(Given problem): Extract each line of the records below that includes the string "building", and reproduce those lines verbatim.
━━━━━ Input data ━━━━━
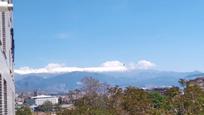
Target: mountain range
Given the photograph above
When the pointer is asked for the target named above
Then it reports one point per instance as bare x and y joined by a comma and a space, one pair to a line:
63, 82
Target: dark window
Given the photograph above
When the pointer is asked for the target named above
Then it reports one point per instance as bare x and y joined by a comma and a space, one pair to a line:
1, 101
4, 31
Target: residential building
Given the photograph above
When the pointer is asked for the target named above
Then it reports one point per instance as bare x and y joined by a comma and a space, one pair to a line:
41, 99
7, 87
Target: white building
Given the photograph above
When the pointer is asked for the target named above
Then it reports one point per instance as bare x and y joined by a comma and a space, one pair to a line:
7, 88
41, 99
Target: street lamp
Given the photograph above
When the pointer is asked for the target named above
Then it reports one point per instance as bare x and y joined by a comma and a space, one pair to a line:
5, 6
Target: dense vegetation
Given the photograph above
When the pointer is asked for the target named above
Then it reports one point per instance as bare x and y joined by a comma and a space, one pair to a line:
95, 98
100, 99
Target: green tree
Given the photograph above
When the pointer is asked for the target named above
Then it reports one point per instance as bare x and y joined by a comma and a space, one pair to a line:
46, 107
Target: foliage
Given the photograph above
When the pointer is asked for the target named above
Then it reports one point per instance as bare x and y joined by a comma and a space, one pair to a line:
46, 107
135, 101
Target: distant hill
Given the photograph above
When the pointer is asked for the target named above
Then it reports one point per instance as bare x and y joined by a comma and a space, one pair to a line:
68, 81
━━━━━
━━━━━ Input data ━━━━━
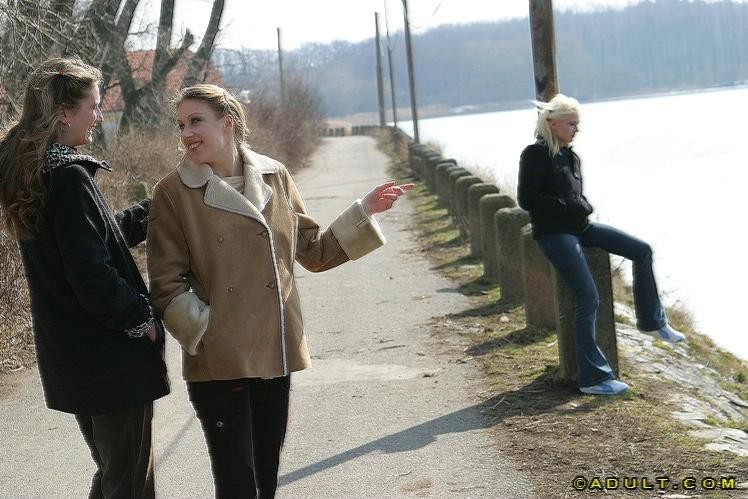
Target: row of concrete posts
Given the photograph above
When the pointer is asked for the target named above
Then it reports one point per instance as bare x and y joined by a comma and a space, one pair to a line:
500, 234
━━━━━
(Answer to this problem):
Target: residential building
Target: white building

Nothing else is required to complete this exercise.